### Your tasks
[1] In the text on predicting an intensive care patient's survival, which two methods can the doctor use for the prediction?
[2] Reproduce everything from "Imagine, you are" down to "while he can." in the text on predicting patient survival.
** Opening Extracted text block **
Imagine, you are a medical doctor on an intensive care unit. You have a patient with a strong fever and a given number of blood cells and a given body weight and a hundred different data and you want to predict, if he or she is going to survive. If yes, he is going to conceal that story about his other kid to his wife, if not, it is important for him do reveal it, while he can.
The doctor can do this prediction based on the data of former patients he had at his unit. Based on his software knowledge, he can predict using either a generalized linear regression (glm) or via a neural net (nn).
1. Generalized Linear Model
There are far to many correlated parameters for the glm so to get to a result, the doctor will have to make assumptions (linearity etc.) and decisions about which parameters are likely to have an influence. The glm will reward him with a t-test of significance for each of his parameters so he might gather strong evidence, that gender and fever have a significant influence, body weight not necessarily so.
** Closing Extracted text block **
** Opening Data extract block **
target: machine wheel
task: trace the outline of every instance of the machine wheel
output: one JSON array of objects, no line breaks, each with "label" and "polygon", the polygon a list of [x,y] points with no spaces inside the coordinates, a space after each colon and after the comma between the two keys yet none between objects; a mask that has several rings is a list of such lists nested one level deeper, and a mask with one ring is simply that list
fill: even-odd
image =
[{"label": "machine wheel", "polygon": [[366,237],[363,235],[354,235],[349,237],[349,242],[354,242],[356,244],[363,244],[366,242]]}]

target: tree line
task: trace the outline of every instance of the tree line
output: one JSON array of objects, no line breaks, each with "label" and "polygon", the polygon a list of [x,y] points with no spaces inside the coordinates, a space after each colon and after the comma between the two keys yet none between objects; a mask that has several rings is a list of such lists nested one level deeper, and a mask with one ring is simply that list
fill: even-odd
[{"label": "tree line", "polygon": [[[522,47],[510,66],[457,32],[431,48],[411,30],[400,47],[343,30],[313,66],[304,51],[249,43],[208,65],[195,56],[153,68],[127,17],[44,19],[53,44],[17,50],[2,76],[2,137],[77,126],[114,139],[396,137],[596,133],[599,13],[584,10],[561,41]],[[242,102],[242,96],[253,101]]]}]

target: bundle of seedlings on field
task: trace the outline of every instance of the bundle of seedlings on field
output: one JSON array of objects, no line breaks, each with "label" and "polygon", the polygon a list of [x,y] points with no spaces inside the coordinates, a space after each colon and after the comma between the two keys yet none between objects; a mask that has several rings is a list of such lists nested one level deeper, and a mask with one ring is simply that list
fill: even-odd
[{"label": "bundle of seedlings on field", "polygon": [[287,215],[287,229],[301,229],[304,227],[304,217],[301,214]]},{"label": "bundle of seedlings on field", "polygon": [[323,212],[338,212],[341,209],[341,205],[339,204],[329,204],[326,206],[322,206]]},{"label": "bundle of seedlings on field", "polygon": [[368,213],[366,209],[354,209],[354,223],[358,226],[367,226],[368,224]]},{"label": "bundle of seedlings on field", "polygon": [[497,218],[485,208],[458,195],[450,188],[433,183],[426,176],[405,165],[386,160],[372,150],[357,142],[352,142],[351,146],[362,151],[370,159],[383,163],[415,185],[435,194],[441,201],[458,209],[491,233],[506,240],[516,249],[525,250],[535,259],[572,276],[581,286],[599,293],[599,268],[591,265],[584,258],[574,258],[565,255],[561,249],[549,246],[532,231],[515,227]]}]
** Closing Data extract block **
### List of answers
[1] A generalized linear regression (glm) or a neural net (nn).

[2]
Imagine, you are a medical doctor on an intensive care unit. You have a patient with a strong fever and a given number of blood cells and a given body weight and a hundred different data and you want to predict, if he or she is going to survive. If yes, he is going to conceal that story about his other kid to his wife, if not, it is important for him do reveal it, while he can.